Assigned task:
Reproduce the portion of the termite article below between "Infrared (in Latin, infra" and "of an infestation.", inclusive, without altering any wording.

Quoted passage:
DTY Termite Management
See The Heat To Ensure Pest Defeat
How to use infrared technology to boost your termite business


Infrared (in Latin, infra means below) is beyond the visible wavelengths of light at the red end of the spectrum. Pest management professionals (PMPs) are experts at identifying pest species and their requirements for water, food, shelter, and space. Another critical biological need of all pest species can be exceptionally helpful pursuant to inspection-based structural location and precision treatment of an infestation.

PMPs employ a number of tools to practice the first two essential steps of the integrated pest management (IPM) cycle, inspection and pest identification. A few of these tools include the conventional bright flashlight, probing/tapping device, binoculars, and a moisture meter. In recent years, more advanced applied technologies have become available, including:

  • listening devices of various sensitivities,
  • gas sniffers of various sensitivities,
  • hygrometers,
  • microwave devices,
  • scopes with lighting mechanisms (even fiber optics) to investigate inaccessible areas,
  • video cameras with scopes to investigate inaccessible areas, and
  • termite sniffing canines.

To see the heat, rapid advances in infrared technology have provided increasingly smaller, more sensitive and less expensive infrared cameras. Infrared cameras can now be attached to a smartphone and utilized via an app. Infrared technology is used to see the heat or detect and precisely locate subterranean termite colonies within structures.

High humidity levels and temperatures of 75°F to 95°F are required by colonial subterranean termites. Along with solar radiation, subterranean termites translocate moisture, which absorbs and re-emits heat. They also generate heat through the metabolic activity of thousands of individual termites and fungi. Differential temperatures between the termite colony and the external structural environment allow thermal cameras to contrast termite colony locations.

(Saved entries)
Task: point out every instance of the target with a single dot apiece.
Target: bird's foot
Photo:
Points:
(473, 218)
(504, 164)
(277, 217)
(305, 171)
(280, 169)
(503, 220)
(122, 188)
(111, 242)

Written answer:
Infrared (in Latin, infra means below) is beyond the visible wavelengths of light at the red end of the spectrum. Pest management professionals (PMPs) are experts at identifying pest species and their requirements for water, food, shelter, and space. Another critical biological need of all pest species can be exceptionally helpful pursuant to inspection-based structural location and precision treatment of an infestation.